> _Brief 1_
Summarize the forum thread on choosing an architect or a remodeling contractor in three sentences.
> _Brief 2_
Translate this sentence from the forum thread on choosing an architect or a remodeling contractor into Spanish: "It will cost you but not as much as having it done wrong."
> _Brief 3_
Transcribe the passage of the forum thread on choosing an architect or a remodeling contractor, starting with "## housedocs (Mar" and going on through "(Feb 7, 2004)".

> _Article_
# Architect or Remodeling contractor?



## housedocs (Mar 14, 2005)

A reputable licensed remodeling contractor will be able to help you out with this and most probably save you a bundle over hiring architect.


----------



## Teetorbilt (Feb 7, 2004)

Housedocs, I'm going to have to override you on this one.

First you have to establish if any wall is load bearing wall. An architect or PE can help you with this. It will cost you but not as much as having it done wrong. I'm a Residential Contractor and frequently bring in these people when there are questions. I'm also an engineer, but things have to pass through specific channels to pass inspections.


----------



## Watdocnc (Aug 2, 2005)

I have met a couple of excellent remodeling contractors and would trust their judgement but I also live in a town where the rules are pretty stringent about changes to your own property. 

I haven't checked into it yet but I suspect I will have to pull permits anyway - so that may be the deciding factor on hiring a PE or architect. 

I'll keep in touch though - thanks for your help

Carol.


----------



## 'Andyman (Sep 5, 2005)

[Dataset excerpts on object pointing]
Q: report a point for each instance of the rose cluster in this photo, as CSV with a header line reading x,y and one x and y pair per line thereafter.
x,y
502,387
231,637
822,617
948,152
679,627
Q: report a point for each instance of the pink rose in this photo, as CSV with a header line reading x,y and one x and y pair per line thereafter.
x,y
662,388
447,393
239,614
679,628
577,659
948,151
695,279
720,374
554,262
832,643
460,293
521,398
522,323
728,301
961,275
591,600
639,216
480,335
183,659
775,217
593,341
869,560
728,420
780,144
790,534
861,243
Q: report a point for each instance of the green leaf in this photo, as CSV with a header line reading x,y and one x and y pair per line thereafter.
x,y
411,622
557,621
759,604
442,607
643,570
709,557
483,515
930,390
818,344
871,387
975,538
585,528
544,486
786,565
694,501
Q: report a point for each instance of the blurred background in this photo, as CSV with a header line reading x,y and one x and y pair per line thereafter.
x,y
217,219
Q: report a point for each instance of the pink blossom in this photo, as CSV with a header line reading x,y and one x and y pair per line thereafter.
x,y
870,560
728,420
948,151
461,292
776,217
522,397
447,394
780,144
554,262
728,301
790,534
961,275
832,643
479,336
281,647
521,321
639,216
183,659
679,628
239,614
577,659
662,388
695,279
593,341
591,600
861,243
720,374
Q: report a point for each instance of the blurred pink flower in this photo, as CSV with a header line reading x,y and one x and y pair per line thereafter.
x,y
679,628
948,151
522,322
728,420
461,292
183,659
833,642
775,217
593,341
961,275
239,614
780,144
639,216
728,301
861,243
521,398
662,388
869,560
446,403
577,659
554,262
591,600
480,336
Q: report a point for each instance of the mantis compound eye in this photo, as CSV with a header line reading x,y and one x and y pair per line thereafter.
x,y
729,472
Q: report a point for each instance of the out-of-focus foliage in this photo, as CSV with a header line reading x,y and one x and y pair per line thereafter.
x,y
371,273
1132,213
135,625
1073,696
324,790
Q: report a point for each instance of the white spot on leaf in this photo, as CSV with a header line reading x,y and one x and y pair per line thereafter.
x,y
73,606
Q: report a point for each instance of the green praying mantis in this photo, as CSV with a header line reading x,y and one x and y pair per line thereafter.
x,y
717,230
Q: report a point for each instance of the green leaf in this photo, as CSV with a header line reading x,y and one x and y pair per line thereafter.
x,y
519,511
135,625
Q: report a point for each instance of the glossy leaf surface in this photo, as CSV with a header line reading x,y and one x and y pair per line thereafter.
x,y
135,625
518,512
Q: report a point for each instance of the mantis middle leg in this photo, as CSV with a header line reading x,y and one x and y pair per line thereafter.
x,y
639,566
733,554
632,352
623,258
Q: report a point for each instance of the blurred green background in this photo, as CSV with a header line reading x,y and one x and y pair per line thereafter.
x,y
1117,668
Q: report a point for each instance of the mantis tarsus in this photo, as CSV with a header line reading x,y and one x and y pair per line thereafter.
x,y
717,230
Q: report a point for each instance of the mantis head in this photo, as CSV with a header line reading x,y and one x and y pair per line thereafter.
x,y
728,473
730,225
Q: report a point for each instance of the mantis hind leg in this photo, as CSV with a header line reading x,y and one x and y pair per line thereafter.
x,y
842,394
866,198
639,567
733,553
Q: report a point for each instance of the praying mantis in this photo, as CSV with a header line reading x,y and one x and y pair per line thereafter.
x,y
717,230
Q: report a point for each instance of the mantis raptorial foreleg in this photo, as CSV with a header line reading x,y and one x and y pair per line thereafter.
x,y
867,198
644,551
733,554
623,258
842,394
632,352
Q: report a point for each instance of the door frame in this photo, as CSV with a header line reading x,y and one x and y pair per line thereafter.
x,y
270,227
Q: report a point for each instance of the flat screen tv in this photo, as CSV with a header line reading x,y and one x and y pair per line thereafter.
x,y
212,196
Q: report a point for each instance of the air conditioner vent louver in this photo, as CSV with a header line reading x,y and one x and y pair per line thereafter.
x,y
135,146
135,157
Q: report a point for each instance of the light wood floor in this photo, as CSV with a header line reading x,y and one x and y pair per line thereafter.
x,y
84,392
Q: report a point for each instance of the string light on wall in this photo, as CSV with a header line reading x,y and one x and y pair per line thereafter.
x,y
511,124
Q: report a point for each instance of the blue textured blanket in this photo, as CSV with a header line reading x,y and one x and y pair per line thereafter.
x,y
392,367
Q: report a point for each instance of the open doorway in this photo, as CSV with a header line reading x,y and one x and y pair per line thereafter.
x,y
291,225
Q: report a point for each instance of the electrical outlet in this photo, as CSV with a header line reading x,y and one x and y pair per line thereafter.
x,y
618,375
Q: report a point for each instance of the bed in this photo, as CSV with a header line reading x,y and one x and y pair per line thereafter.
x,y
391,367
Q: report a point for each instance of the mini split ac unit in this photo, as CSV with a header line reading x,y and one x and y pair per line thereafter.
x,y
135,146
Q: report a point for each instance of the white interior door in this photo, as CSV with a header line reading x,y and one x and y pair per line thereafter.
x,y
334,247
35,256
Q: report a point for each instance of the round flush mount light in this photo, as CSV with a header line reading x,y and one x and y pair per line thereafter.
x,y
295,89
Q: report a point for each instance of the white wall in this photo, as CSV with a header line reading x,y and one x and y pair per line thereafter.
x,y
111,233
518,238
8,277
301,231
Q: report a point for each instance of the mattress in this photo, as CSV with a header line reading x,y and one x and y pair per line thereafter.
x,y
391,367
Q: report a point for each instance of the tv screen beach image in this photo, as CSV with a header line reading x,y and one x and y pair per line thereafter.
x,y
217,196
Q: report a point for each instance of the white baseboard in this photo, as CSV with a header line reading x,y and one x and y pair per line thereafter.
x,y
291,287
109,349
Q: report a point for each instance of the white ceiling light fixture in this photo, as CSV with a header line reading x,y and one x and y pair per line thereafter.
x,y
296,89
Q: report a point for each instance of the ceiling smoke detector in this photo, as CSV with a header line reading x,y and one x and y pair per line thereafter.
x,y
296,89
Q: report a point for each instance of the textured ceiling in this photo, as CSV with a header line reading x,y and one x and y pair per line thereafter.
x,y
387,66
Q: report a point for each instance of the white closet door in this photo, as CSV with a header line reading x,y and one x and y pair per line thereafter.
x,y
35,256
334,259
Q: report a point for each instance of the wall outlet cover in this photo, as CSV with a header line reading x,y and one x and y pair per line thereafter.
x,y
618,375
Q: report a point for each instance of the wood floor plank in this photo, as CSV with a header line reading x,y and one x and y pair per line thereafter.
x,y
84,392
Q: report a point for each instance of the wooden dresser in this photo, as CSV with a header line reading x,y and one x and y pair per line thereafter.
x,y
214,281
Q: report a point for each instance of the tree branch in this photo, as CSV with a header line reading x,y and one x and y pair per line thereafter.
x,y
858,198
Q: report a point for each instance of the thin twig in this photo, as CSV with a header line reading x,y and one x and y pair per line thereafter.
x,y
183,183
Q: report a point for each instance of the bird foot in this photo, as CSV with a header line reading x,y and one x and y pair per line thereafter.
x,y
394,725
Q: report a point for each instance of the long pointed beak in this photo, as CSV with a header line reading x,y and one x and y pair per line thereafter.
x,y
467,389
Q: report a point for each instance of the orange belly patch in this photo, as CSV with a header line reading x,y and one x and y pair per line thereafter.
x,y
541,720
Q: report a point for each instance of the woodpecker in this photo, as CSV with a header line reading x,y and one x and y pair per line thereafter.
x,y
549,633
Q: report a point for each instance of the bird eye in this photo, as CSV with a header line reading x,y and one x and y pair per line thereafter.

> _Correct result 1_
One poster claims that a reputable licensed remodeling contractor can help and will probably save a bundle compared with hiring an architect. A second poster, a residential contractor who is also an engineer, disagrees and says an architect or PE should first establish whether any wall is load bearing, since work must pass through specific channels to pass inspection. A third poster trusts some remodeling contractors but lives in a town with stringent rules and expects that needing permits may decide whether to hire a PE or architect.

> _Correct result 2_
Le costará, pero no tanto como si se hiciera mal.

> _Correct result 3_
## housedocs (Mar 14, 2005)

A reputable licensed remodeling contractor will be able to help you out with this and most probably save you a bundle over hiring architect.


----------



## Teetorbilt (Feb 7, 2004)